──────── Given entries ────────

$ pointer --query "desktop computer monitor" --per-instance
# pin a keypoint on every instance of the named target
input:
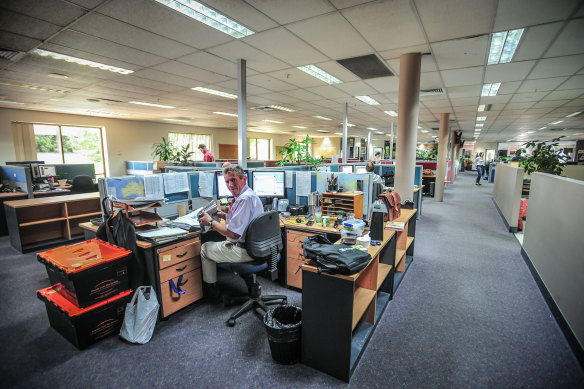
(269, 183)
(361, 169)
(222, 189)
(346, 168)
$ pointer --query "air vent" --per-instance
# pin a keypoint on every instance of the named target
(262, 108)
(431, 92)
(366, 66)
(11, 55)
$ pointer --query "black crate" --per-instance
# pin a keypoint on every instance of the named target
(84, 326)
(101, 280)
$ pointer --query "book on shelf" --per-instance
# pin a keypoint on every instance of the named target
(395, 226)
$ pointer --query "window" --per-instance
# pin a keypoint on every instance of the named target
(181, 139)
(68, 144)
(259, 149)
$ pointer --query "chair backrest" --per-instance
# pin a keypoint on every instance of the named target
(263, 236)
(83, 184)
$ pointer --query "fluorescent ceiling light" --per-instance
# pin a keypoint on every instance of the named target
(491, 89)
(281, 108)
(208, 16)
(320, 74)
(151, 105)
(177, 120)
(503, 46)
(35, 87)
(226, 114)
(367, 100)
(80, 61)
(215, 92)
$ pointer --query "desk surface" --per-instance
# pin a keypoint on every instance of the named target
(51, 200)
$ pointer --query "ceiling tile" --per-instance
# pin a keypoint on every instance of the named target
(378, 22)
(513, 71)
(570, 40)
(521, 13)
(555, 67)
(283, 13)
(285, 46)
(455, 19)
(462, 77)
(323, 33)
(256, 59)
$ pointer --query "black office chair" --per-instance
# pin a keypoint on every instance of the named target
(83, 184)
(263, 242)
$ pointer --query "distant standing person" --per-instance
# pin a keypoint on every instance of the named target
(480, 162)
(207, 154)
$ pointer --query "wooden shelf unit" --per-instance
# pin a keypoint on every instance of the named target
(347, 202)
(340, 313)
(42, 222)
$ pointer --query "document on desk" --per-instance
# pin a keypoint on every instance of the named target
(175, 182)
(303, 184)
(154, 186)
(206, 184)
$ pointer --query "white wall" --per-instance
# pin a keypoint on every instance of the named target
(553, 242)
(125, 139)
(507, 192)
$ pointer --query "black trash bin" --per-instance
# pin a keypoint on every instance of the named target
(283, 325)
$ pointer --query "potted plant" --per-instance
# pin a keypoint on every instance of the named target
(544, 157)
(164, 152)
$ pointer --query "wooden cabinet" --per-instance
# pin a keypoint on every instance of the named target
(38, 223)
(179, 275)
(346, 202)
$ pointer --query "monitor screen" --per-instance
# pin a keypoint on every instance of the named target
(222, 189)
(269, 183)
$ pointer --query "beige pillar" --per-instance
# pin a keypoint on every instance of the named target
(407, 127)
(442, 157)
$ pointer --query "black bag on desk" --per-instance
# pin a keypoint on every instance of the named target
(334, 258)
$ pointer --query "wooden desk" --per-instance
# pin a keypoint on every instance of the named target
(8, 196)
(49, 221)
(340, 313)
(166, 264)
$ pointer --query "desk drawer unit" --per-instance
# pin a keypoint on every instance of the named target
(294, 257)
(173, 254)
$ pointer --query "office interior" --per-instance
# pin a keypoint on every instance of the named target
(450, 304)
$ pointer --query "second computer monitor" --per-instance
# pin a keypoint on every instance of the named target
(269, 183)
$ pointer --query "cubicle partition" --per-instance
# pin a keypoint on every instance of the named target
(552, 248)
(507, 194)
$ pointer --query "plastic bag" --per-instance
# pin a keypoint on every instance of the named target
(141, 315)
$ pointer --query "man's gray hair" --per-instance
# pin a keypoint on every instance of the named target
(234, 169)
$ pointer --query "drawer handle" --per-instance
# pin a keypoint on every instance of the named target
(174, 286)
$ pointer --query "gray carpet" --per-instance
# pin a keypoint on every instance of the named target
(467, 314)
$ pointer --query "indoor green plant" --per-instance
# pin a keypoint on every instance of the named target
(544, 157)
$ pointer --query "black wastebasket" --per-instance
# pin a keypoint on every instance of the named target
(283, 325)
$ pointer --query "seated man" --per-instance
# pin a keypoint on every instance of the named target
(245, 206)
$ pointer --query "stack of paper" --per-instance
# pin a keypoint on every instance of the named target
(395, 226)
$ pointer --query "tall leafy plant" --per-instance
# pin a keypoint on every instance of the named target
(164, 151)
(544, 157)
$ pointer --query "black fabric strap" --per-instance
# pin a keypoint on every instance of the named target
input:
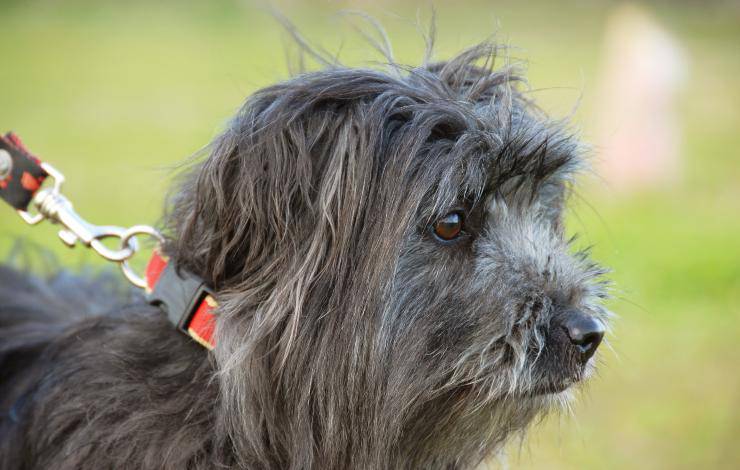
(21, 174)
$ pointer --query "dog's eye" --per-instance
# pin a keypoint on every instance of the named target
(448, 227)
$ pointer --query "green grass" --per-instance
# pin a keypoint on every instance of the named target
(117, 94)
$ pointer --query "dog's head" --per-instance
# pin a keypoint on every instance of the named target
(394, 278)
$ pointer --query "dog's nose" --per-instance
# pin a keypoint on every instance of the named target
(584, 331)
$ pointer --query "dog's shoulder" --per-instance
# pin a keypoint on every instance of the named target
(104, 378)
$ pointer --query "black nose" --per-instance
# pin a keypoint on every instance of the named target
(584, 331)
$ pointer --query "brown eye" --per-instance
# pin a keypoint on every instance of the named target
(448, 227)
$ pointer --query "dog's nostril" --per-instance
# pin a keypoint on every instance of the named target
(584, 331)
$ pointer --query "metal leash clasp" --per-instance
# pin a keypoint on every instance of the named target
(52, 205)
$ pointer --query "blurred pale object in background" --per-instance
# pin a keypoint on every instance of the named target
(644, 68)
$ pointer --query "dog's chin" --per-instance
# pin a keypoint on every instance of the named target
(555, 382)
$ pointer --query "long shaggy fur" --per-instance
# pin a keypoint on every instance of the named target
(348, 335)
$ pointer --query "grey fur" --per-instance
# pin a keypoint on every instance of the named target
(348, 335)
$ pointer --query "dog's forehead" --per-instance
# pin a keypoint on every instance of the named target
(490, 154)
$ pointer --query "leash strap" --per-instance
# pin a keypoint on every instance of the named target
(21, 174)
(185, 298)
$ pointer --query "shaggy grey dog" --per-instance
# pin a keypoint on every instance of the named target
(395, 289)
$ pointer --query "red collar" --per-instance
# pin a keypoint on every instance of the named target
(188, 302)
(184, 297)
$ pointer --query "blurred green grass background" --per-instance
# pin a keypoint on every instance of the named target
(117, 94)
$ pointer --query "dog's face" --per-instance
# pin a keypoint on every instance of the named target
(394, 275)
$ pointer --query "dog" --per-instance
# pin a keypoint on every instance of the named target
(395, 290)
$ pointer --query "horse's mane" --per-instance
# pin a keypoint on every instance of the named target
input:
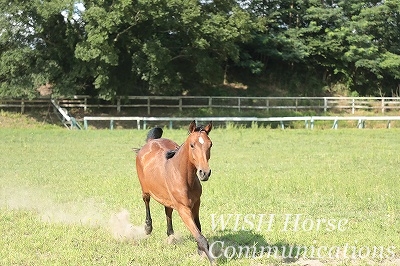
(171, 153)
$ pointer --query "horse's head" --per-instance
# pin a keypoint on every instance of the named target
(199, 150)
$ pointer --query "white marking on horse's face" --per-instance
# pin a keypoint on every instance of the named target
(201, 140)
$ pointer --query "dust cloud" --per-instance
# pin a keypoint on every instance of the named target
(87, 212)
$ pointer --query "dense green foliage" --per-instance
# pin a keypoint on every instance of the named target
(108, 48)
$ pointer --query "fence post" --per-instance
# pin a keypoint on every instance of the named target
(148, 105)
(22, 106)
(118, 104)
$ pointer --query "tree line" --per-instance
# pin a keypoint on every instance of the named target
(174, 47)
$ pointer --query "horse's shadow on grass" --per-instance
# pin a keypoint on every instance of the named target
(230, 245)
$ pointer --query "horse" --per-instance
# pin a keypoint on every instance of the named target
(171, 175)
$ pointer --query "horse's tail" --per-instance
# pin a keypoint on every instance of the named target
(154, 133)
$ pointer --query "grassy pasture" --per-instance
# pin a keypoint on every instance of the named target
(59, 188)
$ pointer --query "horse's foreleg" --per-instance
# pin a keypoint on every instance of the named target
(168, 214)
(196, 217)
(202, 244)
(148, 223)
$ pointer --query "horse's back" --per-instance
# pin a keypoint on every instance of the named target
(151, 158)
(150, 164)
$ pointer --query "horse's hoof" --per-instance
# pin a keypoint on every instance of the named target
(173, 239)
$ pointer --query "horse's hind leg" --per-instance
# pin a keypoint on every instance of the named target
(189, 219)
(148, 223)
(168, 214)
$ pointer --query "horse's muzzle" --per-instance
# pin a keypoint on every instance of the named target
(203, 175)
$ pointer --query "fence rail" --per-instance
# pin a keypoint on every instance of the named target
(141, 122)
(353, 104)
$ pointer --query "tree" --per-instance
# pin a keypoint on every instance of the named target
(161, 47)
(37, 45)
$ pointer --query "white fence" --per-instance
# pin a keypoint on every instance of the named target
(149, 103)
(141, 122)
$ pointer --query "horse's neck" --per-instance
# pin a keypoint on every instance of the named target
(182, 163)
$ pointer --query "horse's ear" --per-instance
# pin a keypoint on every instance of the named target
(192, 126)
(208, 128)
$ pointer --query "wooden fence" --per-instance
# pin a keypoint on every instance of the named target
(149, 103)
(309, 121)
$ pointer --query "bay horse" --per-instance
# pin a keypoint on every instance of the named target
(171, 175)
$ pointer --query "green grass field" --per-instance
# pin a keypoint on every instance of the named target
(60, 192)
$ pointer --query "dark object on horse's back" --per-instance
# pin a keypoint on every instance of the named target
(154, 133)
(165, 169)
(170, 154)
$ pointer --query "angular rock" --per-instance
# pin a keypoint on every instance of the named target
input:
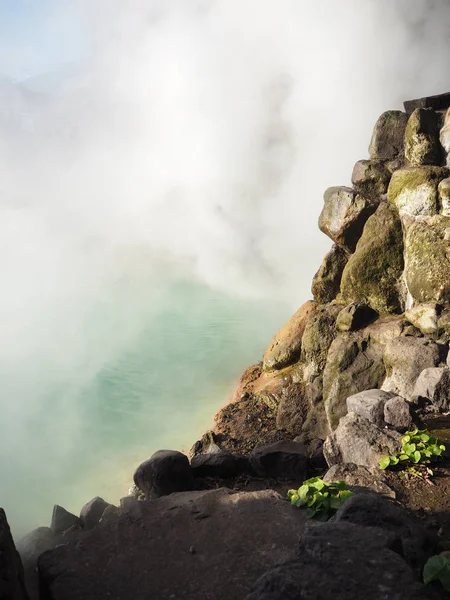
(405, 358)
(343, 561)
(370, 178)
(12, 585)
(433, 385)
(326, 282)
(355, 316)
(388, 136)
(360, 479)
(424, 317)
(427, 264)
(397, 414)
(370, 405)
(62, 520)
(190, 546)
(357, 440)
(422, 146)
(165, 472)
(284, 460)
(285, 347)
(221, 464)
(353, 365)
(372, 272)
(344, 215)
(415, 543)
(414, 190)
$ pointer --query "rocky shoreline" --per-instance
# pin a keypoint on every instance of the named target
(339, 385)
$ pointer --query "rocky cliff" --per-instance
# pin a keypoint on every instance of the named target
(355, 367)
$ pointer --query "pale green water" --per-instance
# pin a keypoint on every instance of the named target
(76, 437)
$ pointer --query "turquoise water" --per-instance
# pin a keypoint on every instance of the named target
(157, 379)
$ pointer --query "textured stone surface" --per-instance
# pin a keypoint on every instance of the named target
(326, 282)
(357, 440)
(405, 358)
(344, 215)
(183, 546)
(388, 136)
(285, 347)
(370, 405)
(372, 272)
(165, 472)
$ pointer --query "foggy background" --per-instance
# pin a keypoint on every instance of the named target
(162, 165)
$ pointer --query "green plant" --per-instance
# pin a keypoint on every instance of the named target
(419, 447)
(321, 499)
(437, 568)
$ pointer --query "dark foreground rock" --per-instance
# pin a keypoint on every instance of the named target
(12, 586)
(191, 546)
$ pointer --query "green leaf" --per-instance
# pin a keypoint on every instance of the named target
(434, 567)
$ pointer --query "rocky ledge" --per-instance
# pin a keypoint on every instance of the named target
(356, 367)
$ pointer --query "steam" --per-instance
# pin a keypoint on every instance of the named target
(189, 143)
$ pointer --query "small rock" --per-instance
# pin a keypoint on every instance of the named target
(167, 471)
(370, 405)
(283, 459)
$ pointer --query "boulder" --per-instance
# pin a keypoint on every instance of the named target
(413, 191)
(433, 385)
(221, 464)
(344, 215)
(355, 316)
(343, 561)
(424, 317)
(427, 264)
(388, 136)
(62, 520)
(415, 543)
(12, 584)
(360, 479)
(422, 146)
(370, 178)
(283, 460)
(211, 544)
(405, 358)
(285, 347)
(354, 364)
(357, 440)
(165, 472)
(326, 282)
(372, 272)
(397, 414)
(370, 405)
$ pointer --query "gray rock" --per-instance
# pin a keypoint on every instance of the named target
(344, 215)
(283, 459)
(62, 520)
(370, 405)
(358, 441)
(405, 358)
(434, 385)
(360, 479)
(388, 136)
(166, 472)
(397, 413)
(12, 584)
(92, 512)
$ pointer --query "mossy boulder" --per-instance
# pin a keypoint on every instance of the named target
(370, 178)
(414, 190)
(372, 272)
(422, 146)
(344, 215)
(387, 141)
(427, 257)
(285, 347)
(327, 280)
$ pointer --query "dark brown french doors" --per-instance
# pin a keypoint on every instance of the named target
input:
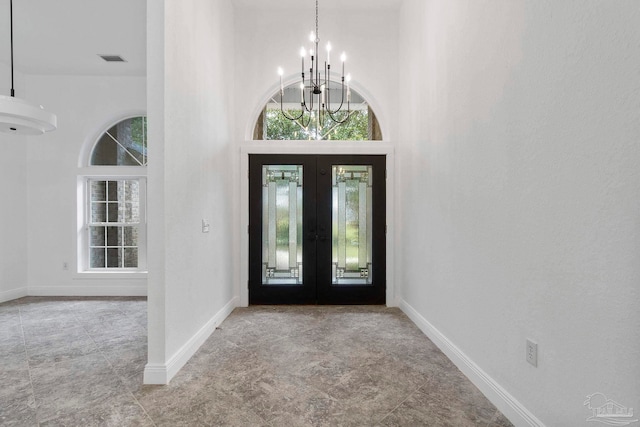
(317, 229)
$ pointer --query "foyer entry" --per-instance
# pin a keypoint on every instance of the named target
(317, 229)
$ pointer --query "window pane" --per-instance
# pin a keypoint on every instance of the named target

────────

• _Activity_:
Go line by line through the records above and copy each one containing "green".

• _Expected output_:
$ pointer --query "indoor green plant" --per-instance
$ pointer --query "green grass" --per-instance
$ pointer --query "blurred green grass background" --per-instance
$ pointer --query "dense green foliage" --per-instance
$ pointer --query "green grass field" --per-instance
$ pointer --query "pale green water" --per-instance
$ pointer --query "green plant" --per-instance
$ pointer --query "green leaf" --per-instance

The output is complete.